Una bollicina di perlage rosè in Umbria. Ecco il carapace di Pomodoro per Ferrari

È uscita finalmente dal guscio e si è presentata ieri alla Triennale di Milano l’attesissima cantina-scultura a forma di carapace – ovvero il guscio della tartaruga – di Arnaldo Pomodoro. A ingaggiarlo è stato Gino Lunelli (oggi presidente onorario di Cantine Ferrari), legato a Pomodoro da un’amicizia trentennale. L’imponente opera dalla bellezza mozzafiato si trova in Umbria, a Bevagna, dove i Lunelli nel 2001 hanno acquistato una trentina di ettari vitati. La nuova realtà si chiama Tenuta Castelbuono ed è lì che Pomodoro ha avuto carta bianca per costruire quella che per il famoso scultore rappresenta il debutto – a 86 anni – nel mondo delle costruzioni: «Un’opera unica al mondo, che considero come un mio lascito, un omaggio – dice Gino Lunelli emozionandosi – per la chiusura della mia carriera lavorativa».

A prendere parte alla realizzazione dell’imponente tartaruga ci sono molte realtà trentine: in primis l’architetto Giorgio Pedrotti, che si è occupato di tutta la progettazione strutturale, fino ad arrivare alla fondamentale opera di lattoneria, curata dalla perginese Eurocoperture. Il carapace, infatti, si staglia, in cima a una collina vitata, per nove metri di altezza e un diametro di 38 metri per 28: una calotta la cui copertura è realizzata interamente in lastre di rame su cui Pomodoro ha lasciato i suoi segni creativi. Sostenuta da una centinatura di archi in legno lamellare, il carapace da fuori ammalia, ma internamente lascia senza fiato: da un grande arco centrale che assume il peso di una spina dorsale, si diramano come costole le serie dei mezzi archi laterali che intessono un ambiente che esprime forza e morbide suggestioni al contempo. Uno ziggurat, racchiuso all’interno di una scala elicoidale, funge da sala degustazione e tutto il resto della cantina trova sviluppo nella parte interrata. Di qui usciranno, quando la produzione sarà a pieno regime, circa 500mila bottiglie di Sagrantino di Montefalco e di Rosso di Montefalco, già lanciate sul mercato a partire dal 2003 e frutto di «un importante lavoro sui vigneti, ora in conversione al biologico, con nuovi impianti e la valorizzazione di quelli esistenti tramite una selezione dei cloni condotta con l’Istituto agrario di San Michele all’Adige», fa sapere Marcello Lunelli, presidente di Tenuta Castelbuono, che ieri ha affidato ufficialmente la gestione dell’azienda umbra al cugino Alessandro, figlio  minore dell’enologo Mauro.

§ Da fare:
[A] Riduci a un elenco puntato il paragrafo dell'articolo sulla cantina-scultura di Pomodoro che comincia con «È uscita finalmente dal guscio», conservandone i fatti principali.
[B] Scrivi il seguito dell'articolo sulla cantina-scultura di Pomodoro, ripartendo dopo l'ultima frase riportata.
I record non servono per svolgere le consegne.

§ Dati forniti:
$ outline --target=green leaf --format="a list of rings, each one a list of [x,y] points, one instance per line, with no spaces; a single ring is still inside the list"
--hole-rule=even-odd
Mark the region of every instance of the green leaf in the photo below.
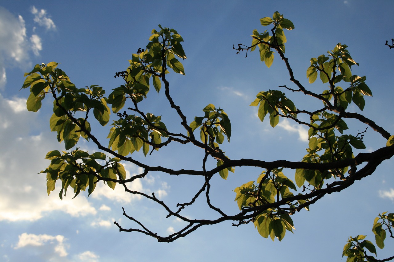
[[[318,72],[316,69],[313,66],[310,66],[307,70],[307,77],[308,78],[310,84],[312,84],[318,77]]]
[[[219,167],[223,164],[223,161],[221,160],[219,160],[216,163],[216,166]],[[229,170],[227,168],[224,168],[219,171],[219,175],[220,177],[224,179],[227,179],[227,177],[229,175]]]
[[[266,100],[262,100],[260,101],[260,105],[258,107],[257,111],[257,116],[262,122],[264,120],[264,118],[268,112],[268,104],[266,103]]]
[[[353,146],[355,148],[357,149],[365,149],[365,145],[359,139],[357,139],[355,138],[354,139],[350,139],[349,143]]]
[[[60,152],[59,151],[59,150],[50,151],[46,154],[46,155],[45,156],[45,159],[53,159],[58,158],[58,157],[60,157],[61,155],[61,154],[60,154]]]
[[[381,230],[379,234],[375,235],[375,240],[377,245],[380,249],[385,247],[384,241],[386,239],[386,231]]]
[[[365,105],[365,101],[364,100],[364,98],[360,93],[358,92],[353,92],[352,100],[361,111],[364,109],[364,106]]]
[[[160,81],[160,78],[156,76],[153,76],[153,87],[156,91],[158,93],[160,91],[160,89],[162,88],[162,81]]]
[[[95,152],[90,155],[89,156],[89,157],[92,159],[101,159],[102,160],[105,160],[107,157],[103,153],[101,152]]]
[[[260,19],[260,22],[261,23],[261,25],[263,26],[269,26],[271,24],[272,24],[272,19],[271,17],[264,17]]]
[[[30,93],[27,101],[26,101],[26,107],[30,111],[37,112],[41,108],[41,101],[45,97],[45,94],[42,92],[35,96],[33,93]]]
[[[269,115],[269,124],[273,127],[275,127],[279,123],[279,116],[275,115],[274,113]]]
[[[87,189],[87,196],[89,197],[96,188],[96,184],[97,184],[96,182],[97,181],[97,178],[91,174],[88,175],[87,178],[89,183],[89,186]]]
[[[361,83],[357,86],[357,87],[360,89],[361,93],[364,96],[372,96],[372,92],[368,86],[364,83]]]
[[[125,157],[130,153],[133,147],[133,144],[129,140],[126,139],[124,142],[118,147],[118,153]]]
[[[387,142],[386,143],[386,146],[390,146],[394,145],[394,135],[388,138]]]
[[[271,221],[270,218],[260,216],[257,218],[255,223],[255,225],[257,224],[256,227],[257,229],[258,232],[263,238],[267,238],[269,235],[269,228]]]
[[[144,155],[146,157],[148,153],[149,153],[149,144],[147,143],[144,143],[143,146],[142,147],[142,151],[144,153]]]
[[[342,252],[342,257],[344,257],[344,256],[346,253],[352,247],[351,242],[349,241],[346,243],[346,245],[344,247],[344,251]]]
[[[296,175],[295,175],[295,179],[296,183],[298,187],[301,188],[305,183],[305,170],[301,168],[297,168],[296,170]]]
[[[284,237],[286,231],[283,227],[283,224],[280,219],[274,219],[269,224],[269,226],[273,230],[275,236],[279,241],[281,241]]]
[[[361,243],[360,245],[365,247],[371,253],[373,253],[375,255],[376,255],[376,248],[371,241],[364,240]]]
[[[167,61],[167,65],[172,68],[175,73],[185,74],[185,70],[183,68],[183,65],[176,58],[173,58]]]
[[[126,179],[126,170],[125,167],[120,163],[116,163],[115,165],[115,169],[117,172],[118,175],[121,179],[124,180]]]
[[[279,24],[281,25],[281,26],[282,28],[285,28],[288,30],[293,30],[294,29],[294,25],[293,24],[293,22],[290,20],[286,19],[285,18],[282,18],[282,19],[280,23],[279,23]]]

§ Risposte:
[A]
- La cantina-scultura di Arnaldo Pomodoro, a forma di carapace (il guscio della tartaruga), è stata presentata ieri alla Triennale di Milano.
- L'incarico è arrivato da Gino Lunelli, presidente onorario di Cantine Ferrari e amico di Pomodoro da trent'anni.
- L'opera si trova a Bevagna, in Umbria, dove i Lunelli hanno acquistato nel 2001 una trentina di ettari vitati. La nuova realtà si chiama Tenuta Castelbuono.
- Pomodoro ha avuto carta bianca e, a 86 anni, debutta nel mondo delle costruzioni.
- Gino Lunelli la considera un'opera unica al mondo, un suo lascito e un omaggio per la chiusura della propria carriera lavorativa.

[B]
Vietato sapere il costo della realizzazione, «perché degli sfizi e delle opere d’arte non si guarda mai al prezzo», ma si parla di cifre che vanno ben oltre i 5 milioni di euro. D’opera d’arte, a tutti gli effetti, si tratta ed è la prima al mondo dove «si vive e si lavora»: per questo anche le istituzioni di Montefalco – presenti ieri a Milano – prevedono che a visitare la nuova cantina accorreranno da tutto il mondo. Perché un investimento del genere in Umbria? «C’era voglia di fare nuove esperienze d’eccellenza, ma non solo. La viticoltura trentina è eroica perché di montagna: la stessa tenacia ci vuole per coltivare un vitigno ostico come il Sagrantino», spiega l’ad di Ferrari, Guido Pianaroli. Forse per questo la cantina di Pomodoro assomiglia a una tartaruga (che richiama i ritmi lenti della natura e del vino), a un astronave (per le nuove conquiste?)  a un sole che sorge (per le nuove sfide?). E a una bollicina di perlage rosè, per non dimenticare il legame indissolubile che da oggi lega il Trentino all’Umbria – disegnando possibili nuove vie per l’enoturismo – e che si potrà toccare con mano il 16 giugno, giorno dell’apertura ufficiale del carapace di Tenuta Castelbuono al grande pubblico mondiale.